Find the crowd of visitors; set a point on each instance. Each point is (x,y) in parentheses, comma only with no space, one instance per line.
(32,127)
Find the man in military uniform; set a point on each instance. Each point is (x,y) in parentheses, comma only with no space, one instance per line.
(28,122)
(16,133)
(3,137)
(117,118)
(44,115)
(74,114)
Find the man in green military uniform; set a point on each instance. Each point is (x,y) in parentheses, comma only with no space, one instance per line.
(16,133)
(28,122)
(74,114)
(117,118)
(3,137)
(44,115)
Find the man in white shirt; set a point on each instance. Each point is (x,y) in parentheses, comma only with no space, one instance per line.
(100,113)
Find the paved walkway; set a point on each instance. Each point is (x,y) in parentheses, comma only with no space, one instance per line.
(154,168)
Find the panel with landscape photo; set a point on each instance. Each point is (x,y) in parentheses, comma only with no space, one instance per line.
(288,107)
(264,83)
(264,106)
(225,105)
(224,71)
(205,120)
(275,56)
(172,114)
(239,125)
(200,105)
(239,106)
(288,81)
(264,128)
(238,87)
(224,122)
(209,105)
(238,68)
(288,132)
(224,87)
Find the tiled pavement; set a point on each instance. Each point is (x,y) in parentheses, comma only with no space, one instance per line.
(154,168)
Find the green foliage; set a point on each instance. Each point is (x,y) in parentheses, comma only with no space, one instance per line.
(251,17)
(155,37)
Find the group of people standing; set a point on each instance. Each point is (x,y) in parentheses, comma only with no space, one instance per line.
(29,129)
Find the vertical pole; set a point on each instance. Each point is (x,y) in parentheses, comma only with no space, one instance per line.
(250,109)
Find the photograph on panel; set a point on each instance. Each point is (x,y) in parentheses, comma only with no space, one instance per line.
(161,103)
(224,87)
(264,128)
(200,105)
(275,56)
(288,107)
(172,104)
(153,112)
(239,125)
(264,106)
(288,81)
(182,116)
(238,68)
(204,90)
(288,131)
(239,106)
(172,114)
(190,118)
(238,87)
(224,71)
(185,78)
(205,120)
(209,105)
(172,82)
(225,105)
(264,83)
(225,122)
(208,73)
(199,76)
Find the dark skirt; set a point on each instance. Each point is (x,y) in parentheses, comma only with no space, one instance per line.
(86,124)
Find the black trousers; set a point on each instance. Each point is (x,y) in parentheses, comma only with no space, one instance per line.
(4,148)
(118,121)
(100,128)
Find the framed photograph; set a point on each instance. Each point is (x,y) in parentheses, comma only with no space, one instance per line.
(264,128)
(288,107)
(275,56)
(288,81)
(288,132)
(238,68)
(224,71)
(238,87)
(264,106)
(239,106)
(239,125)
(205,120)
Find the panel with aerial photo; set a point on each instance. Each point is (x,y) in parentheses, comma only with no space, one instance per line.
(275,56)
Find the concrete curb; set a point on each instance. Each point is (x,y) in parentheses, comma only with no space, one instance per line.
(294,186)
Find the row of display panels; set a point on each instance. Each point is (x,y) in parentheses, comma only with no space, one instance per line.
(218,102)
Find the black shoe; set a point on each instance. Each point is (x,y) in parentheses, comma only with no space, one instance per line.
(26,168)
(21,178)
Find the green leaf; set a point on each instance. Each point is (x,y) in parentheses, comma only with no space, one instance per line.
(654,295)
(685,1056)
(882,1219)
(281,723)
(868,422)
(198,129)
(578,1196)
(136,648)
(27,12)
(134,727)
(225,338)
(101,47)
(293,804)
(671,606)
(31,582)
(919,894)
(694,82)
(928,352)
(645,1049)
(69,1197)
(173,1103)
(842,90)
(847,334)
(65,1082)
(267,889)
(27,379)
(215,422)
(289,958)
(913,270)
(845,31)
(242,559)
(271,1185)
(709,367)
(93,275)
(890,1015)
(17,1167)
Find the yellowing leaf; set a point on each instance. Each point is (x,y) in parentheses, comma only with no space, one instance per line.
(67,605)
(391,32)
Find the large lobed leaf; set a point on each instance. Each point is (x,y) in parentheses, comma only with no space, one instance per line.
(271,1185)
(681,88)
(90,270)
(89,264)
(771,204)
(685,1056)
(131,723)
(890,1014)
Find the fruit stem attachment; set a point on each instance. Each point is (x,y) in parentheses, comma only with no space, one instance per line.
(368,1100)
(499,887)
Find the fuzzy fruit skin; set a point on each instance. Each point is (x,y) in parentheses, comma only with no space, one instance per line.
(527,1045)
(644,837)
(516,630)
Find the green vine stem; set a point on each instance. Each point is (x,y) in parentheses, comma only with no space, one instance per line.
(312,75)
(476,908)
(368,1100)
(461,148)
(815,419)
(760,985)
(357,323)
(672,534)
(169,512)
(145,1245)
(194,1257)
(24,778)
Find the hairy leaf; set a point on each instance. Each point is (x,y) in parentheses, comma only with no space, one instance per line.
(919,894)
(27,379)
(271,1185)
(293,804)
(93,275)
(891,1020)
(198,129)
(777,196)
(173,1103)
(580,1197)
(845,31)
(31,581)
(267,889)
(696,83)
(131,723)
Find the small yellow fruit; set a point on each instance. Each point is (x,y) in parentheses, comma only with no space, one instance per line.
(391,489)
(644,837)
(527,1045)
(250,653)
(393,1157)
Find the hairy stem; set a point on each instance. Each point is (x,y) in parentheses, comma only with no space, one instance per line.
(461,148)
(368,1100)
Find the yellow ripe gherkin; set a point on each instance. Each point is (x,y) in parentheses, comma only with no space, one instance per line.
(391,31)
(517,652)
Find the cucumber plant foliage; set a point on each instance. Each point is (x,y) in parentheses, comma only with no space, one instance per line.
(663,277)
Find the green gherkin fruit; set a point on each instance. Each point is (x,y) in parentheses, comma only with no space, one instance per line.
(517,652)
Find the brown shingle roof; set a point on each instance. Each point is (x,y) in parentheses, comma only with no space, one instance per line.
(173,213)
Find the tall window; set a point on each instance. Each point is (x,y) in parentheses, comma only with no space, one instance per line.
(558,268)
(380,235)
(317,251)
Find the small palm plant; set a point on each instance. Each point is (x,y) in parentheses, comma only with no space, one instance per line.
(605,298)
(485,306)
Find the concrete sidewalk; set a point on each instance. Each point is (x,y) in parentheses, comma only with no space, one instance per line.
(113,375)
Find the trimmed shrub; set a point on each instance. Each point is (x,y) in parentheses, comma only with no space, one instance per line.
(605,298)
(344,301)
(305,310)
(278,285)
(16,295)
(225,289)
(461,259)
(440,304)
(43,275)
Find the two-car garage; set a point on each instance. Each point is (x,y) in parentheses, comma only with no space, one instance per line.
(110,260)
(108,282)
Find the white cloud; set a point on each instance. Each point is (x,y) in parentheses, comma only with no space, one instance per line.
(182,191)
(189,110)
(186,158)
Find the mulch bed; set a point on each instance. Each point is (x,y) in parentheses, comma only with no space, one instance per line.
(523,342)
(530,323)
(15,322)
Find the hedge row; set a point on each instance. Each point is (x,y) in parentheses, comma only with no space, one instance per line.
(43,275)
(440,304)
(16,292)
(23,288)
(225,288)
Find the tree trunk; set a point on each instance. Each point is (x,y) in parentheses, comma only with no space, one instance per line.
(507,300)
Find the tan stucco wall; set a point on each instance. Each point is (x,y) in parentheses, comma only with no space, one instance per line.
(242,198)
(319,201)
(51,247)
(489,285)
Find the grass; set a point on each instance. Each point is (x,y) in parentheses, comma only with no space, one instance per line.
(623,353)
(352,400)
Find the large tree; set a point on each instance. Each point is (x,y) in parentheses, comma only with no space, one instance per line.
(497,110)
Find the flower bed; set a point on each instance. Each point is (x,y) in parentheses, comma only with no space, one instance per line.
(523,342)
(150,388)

- _TO DO_
Would you please restate all of the entries exactly?

- _COMPLETED TASK_
Find the crowd of visitors; set a point on each instance. Each point is (x,y) in parentheses, comma only with no space, one instance per line.
(32,127)
Find the man in military uniform; set a point on each instance. Each point is (x,y) in parentheses, comma only with no space, one instance per line.
(28,122)
(16,133)
(3,137)
(117,118)
(44,115)
(74,114)
Find the man in green military uniform; set a point on each instance. Each point is (x,y) in parentheses, comma only with no space, one instance per line.
(16,133)
(28,122)
(74,114)
(117,118)
(3,137)
(44,115)
Find the man in white shirt; set a point on each instance. Each point is (x,y) in parentheses, comma only with no space, one instance per line.
(100,113)
Find the paved walkway; set a point on each instance. Each point is (x,y) in parentheses, comma only with no space, one instance per line.
(154,168)
Find the panel with landscape photo; set a point on each instance. Each point is (x,y) in parentheses, comma only with no space, one instance per line.
(288,107)
(264,83)
(264,106)
(225,105)
(224,71)
(205,120)
(275,56)
(172,114)
(239,125)
(200,105)
(239,106)
(288,81)
(264,128)
(238,87)
(224,122)
(209,105)
(238,68)
(288,132)
(224,87)
Find the tiled pavement; set a point on each instance. Each point is (x,y) in parentheses, comma only with no space, one instance per line.
(154,168)
Find the green foliage; set a point on each instance. Each point is (x,y) in parentheses, comma only with no space, one instance per line.
(251,17)
(155,37)
Find the group of people standing; set a point on each instance. Each point is (x,y) in parentheses, comma only with no space, one instance per line.
(29,129)
Find the vertical pole; set a point on each instance. Each point is (x,y) in parentheses, comma only with no space, one instance per line.
(250,109)
Find the photograph on panel; set a point on each instance. Each point is (x,y) in parentheses, comma only with no space, one instance per line.
(161,103)
(224,87)
(264,128)
(200,105)
(275,56)
(288,107)
(172,104)
(153,112)
(239,125)
(264,106)
(288,81)
(182,116)
(238,68)
(204,90)
(288,131)
(239,106)
(172,114)
(190,118)
(238,87)
(224,71)
(185,78)
(205,120)
(209,105)
(172,82)
(225,105)
(264,83)
(225,122)
(208,73)
(199,76)
Find the dark skirt; set a point on each instance. Each point is (x,y) in parentheses, comma only with no space, one instance per line.
(86,124)
Find the black trousers; set a point on each instance. Each point is (x,y) in parentheses, comma only with no space, one instance per line.
(4,148)
(118,121)
(100,128)
Find the framed photograph; set a point on each instance. Each point is (x,y) in parentheses, comma only with no space, one instance per line.
(264,128)
(288,107)
(275,56)
(288,81)
(288,132)
(238,68)
(224,71)
(238,87)
(264,106)
(239,106)
(239,125)
(205,120)
Find the panel with aerial photo; set a point on each instance. Each point is (x,y) in parentheses, comma only with no space, one instance per line.
(275,56)
Find the concrete curb; set a point on each instance. Each point is (x,y) in parentheses, comma only with no space, one instance per line.
(294,186)
Find the row of display panels; set a point on each instance. Each point is (x,y) in parentheses, comma only with no space, one instance per line.
(218,102)
Find the black shoe; set a point on each instance. Each point is (x,y) in parentheses, comma only with no space, one instance per line.
(26,168)
(21,178)
Find the green leaf; set a point on each instance. Each point is (x,y) in parentheses, comma only with no space, one instance per line.
(654,295)
(685,1056)
(882,1219)
(281,723)
(868,422)
(198,129)
(578,1196)
(136,648)
(27,12)
(134,727)
(225,338)
(101,47)
(293,804)
(671,606)
(31,582)
(919,894)
(694,82)
(928,352)
(645,1049)
(69,1197)
(173,1103)
(842,90)
(847,334)
(65,1082)
(267,889)
(27,379)
(215,422)
(289,958)
(913,270)
(845,31)
(242,559)
(271,1185)
(709,367)
(93,275)
(890,1015)
(17,1167)
Find the yellowing leaf; set a point on each instance. Each point is (x,y) in parentheses, comma only with no space, one instance per line.
(67,605)
(391,32)
Find the large lobed leaf; set a point on each instance. Each point is (x,y) in parentheses, comma only with no space, one instance per line.
(271,1185)
(681,88)
(90,270)
(89,264)
(771,204)
(685,1056)
(131,723)
(890,1014)
Find the fruit stem attachment; set a point on each instance. Each point is (x,y) in parentheses, comma only with no space, one instance per line.
(368,1100)
(499,887)
Find the fuzzy fruit skin; set a point on each instance. Each point is (x,y) in parentheses, comma only with no space, one instance per line.
(527,1045)
(644,837)
(516,630)
Find the green vine stem; set a point on each instance. Each point is (x,y) in parentheses, comma only with no space, one instance per line.
(312,75)
(476,908)
(368,1100)
(461,148)
(815,419)
(760,985)
(357,323)
(672,534)
(169,512)
(145,1245)
(194,1257)
(24,778)
Find the hairy leaf; set a point on each instance. Each point is (x,y) in parentheses, comma only with no space, one instance per line.
(919,894)
(27,379)
(271,1185)
(293,804)
(93,275)
(891,1020)
(198,129)
(777,196)
(173,1103)
(580,1197)
(845,31)
(31,581)
(267,889)
(696,83)
(131,723)
Find the small yellow fruit; set a point on each instance. Each point is (x,y) in parentheses, comma only with no space, one instance per line.
(391,489)
(644,837)
(527,1045)
(250,653)
(393,1157)
Find the hairy stem; set a point on each instance. Each point is (x,y) in parentheses, comma only with no space, one instance per line.
(461,148)
(368,1100)
Find the yellow ripe gherkin; set a point on each instance. Each point is (x,y) in parentheses, comma only with no space, one instance per line.
(391,31)
(517,652)
Find the cucumber plant foliage; set a point on each instance. Each point is (x,y) in parentheses, comma only with no space, one instance per line.
(663,277)
Find the green gherkin fruit; set a point on each instance. Each point is (x,y) in parentheses, comma only with no space, one instance per line.
(517,652)
Find the brown shingle roof; set a point on each instance. Each point is (x,y) in parentheses, comma only with no space, one instance per line.
(173,213)
Find the tall window; set a point on each instance. Each point is (x,y) in parentheses, comma only with no space, one instance per line.
(558,268)
(380,235)
(317,251)
Find the small palm plant; set a point on each instance. Each point is (x,y) in parentheses, comma only with no space, one instance per line.
(605,298)
(485,306)
Find the concrete sidewalk; set a point on each instance. Each point is (x,y) in parentheses, comma only with no space, one instance per line.
(113,375)
Find the trimmed shrub; set a point on each instance. Each point is (x,y) in parentheses, comma only with no space, one instance per line.
(605,298)
(344,301)
(305,310)
(278,285)
(16,295)
(225,289)
(461,259)
(440,304)
(43,275)
Find the two-car garage; set a point on each instance. Each point is (x,y) in parentheses, comma only with no space, one instance per line.
(110,260)
(108,282)
Find the white cloud; set a point on each instance. Each point is (x,y) in parentheses, comma only with no space, one instance per line.
(182,191)
(189,110)
(186,158)
Find the mulch bed; set a point on each instance. Each point is (x,y) in parentheses, comma only with no space, one instance per line.
(523,342)
(530,323)
(15,322)
Find the hedge row; set a point on each instance. Each point is (x,y) in parentheses, comma only with no space, one instance per line.
(43,275)
(440,304)
(16,292)
(23,288)
(225,288)
Find the tree trunk; set a point on each instance. Each point is (x,y) in parentheses, comma only with no space, one instance per line.
(507,300)
Find the tan stucco wall; set a point on each instance. Each point is (x,y) in parentheses, comma only with no space, one instance per line.
(242,198)
(319,201)
(51,247)
(489,285)
Find the grass; set a point on each instance. Each point is (x,y) in parentheses, comma only with no space, one instance per line.
(623,353)
(352,400)
Find the large tree; set a point on each instance. Each point is (x,y) in parentheses, comma only with no space, one instance per line.
(497,110)
Find the flower bed; set a point on each instance. Each point is (x,y) in parentheses, comma only with no space, one instance per line.
(523,342)
(150,388)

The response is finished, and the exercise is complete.